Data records
"""
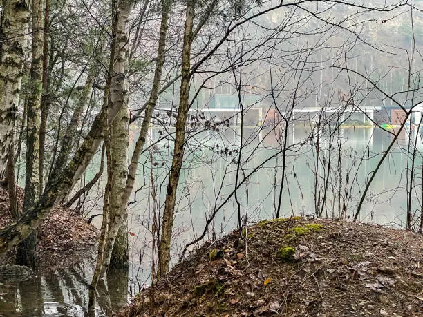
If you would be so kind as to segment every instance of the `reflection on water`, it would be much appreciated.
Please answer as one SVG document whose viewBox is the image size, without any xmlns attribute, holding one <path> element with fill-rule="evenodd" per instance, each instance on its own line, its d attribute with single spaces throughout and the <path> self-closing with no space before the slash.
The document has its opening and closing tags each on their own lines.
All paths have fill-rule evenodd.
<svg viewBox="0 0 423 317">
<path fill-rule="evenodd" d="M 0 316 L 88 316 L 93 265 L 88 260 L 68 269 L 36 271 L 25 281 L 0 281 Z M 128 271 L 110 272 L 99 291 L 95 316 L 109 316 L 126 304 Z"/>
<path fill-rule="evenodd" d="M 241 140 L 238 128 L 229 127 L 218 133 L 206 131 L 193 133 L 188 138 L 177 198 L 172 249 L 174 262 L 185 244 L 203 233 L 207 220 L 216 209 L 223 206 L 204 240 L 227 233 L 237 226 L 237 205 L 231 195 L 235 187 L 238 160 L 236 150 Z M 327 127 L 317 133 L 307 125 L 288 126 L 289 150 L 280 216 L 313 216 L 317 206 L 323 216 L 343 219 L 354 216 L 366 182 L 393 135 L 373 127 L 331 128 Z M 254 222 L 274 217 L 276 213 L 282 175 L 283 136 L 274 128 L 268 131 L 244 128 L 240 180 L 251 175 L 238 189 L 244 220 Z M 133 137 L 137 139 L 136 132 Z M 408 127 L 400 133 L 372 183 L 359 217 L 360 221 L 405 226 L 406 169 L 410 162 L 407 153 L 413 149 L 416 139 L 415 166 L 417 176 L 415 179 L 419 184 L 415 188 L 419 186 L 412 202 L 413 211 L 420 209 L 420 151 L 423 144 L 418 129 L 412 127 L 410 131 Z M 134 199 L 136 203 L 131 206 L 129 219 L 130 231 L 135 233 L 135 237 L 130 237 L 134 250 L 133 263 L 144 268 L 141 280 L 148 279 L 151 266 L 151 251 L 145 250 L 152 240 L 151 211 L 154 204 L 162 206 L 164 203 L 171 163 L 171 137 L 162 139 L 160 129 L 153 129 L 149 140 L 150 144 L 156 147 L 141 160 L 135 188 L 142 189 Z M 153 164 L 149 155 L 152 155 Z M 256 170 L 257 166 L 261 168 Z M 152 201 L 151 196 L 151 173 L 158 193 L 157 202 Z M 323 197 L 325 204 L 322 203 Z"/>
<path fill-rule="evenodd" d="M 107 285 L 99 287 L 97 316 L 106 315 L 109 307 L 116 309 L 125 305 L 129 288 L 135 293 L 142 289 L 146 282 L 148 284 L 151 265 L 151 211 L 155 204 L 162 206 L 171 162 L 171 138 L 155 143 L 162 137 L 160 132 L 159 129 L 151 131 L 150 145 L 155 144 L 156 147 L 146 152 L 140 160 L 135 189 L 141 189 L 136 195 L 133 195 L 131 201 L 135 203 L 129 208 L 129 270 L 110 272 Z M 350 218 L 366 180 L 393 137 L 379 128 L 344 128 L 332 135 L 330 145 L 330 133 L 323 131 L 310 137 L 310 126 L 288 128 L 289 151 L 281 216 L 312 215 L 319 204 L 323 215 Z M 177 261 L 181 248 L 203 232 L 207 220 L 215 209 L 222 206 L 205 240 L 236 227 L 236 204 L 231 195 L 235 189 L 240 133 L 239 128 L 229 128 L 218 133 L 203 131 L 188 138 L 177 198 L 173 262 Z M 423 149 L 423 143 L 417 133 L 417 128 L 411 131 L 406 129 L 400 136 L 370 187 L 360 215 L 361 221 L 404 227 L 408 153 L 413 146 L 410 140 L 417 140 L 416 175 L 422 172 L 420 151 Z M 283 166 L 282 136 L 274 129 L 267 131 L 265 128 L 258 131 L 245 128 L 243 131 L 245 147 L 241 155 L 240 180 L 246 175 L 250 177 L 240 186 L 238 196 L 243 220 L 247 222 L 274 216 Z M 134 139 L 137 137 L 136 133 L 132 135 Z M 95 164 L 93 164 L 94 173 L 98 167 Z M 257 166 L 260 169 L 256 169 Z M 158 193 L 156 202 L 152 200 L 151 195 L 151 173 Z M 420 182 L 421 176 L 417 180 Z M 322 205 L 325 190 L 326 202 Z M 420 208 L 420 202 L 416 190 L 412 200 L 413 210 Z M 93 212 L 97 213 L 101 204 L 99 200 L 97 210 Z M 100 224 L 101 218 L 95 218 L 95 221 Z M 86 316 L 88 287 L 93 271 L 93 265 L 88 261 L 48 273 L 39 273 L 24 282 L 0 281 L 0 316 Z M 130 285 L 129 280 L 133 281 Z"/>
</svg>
"""
"""
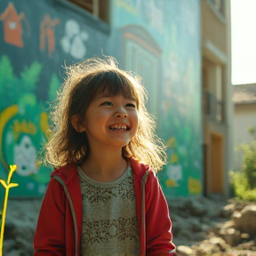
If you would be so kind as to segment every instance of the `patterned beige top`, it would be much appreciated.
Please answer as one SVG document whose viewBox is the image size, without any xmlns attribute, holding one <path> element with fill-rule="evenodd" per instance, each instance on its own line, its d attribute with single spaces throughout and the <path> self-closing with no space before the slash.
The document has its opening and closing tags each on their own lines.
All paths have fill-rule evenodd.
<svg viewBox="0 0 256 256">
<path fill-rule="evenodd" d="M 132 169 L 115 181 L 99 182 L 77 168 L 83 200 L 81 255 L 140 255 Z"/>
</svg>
"""
# TASK OBJECTIVE:
Count the lines in the items above that contain the string "appreciated", with matching case, and reply with the number alone.

# SOLUTION TO THE PROBLEM:
2